▶ _PAGE TEXT_:
(begin)
Was there any sort of tradition or history of mandolin playing in American, Brittish, or Celtic folk music prior to Bill Monroe and bluegrass?
Was there any sort of tradition or history of mandolin playing in American, Brittish, or Celtic folk music prior to Bill Monroe and bluegrass?
Yes, very much so. The mandolin was used in Old Time stringband music in the 20's and 30's and beyond. It was also popular with jugband and blues musicians in the same time period. There is a lot of good recorded material out there once you start digging.
Charley
A bunch of stuff with four strings
Doc Roberts for one example........
Charley
A bunch of stuff with four strings
Mandolin was also a folk instrument before this time. Rich Del Grosso explains in Mandolin Blues, pp.6-7, that mandolins were brought to the USA by Italians in the 1850's, and were first manufactured there in the 1890's by Lyon & Healy. Mandolins were popular before WWI though their use declined after. "But mandolins remained strong in the rural areas popular with the string- and jug-band performers. It was hard to find a fiddler that didn't double on mandolin. And in the hands of black performers, the mandolin provided a new voice for the blues" (7).
Except in ethnic pockets, I was not aware of mandolins being popular folk instruments in Canada before the bluegrass era, but my mother, who was born in Prince Edward Island in 1921, said that there were mandolins around during her youth. Furthermore, I recently came across a reference to an Acadian folk musician who played mandolin in the 1930's or 40's. I'm not sure of the source -- Mandolin Cafe? The more I learn about folk music, the more I realize that it tends to be played on whatever instruments are available, such as mandolins, which were relatively inexpensive and sold through department store mail-order catalogues. As well, as DelGrosso suggests, mandolin is a good second instrument for anyone who plays fiddle, but wants a different sound, and vice versa.
Robert Johnson's mother, describing blues musicians:
"I never did have no trouble with him until he got big enough to be round with bigger boys and off from home. Then he used to follow all these harp blowers, mandoleen (sic) and guitar players."
Lomax, Alan, The Land where The Blues Began, NY: Pantheon, 1993, p.14.
Heck, Bill Monroe himself played folk mandolin before he started the Blue Grass Boys! Just listen to his recordings with his brother Charlie.
(end)
▶ _WHAT IS ASKED_:
1) Reproduce the mandolin discussion word for word from "Except in ethnic" to "and vice versa.".
2) Answer these questions about the mandolin discussion.
(a) According to Rich Del Grosso, who brought mandolins to the USA, and in what decade?
(b) In what year was the writer's mother born in Prince Edward Island?
(c) Which publisher issued The Land where The Blues Began?
The data that comes next is separate from the mandolin discussion.

▶ _MATERIAL PROVIDED_:
(begin)
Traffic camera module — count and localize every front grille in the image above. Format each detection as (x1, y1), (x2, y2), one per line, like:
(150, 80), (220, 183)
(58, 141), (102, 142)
(end)
▶ _RESULTS OF THE EXERCISE_:
1)
Except in ethnic pockets, I was not aware of mandolins being popular folk instruments in Canada before the bluegrass era, but my mother, who was born in Prince Edward Island in 1921, said that there were mandolins around during her youth. Furthermore, I recently came across a reference to an Acadian folk musician who played mandolin in the 1930's or 40's. I'm not sure of the source -- Mandolin Cafe? The more I learn about folk music, the more I realize that it tends to be played on whatever instruments are available, such as mandolins, which were relatively inexpensive and sold through department store mail-order catalogues. As well, as DelGrosso suggests, mandolin is a good second instrument for anyone who plays fiddle, but wants a different sound, and vice versa.

2)
(a) Italians, in the 1850's
(b) 1921
(c) Pantheon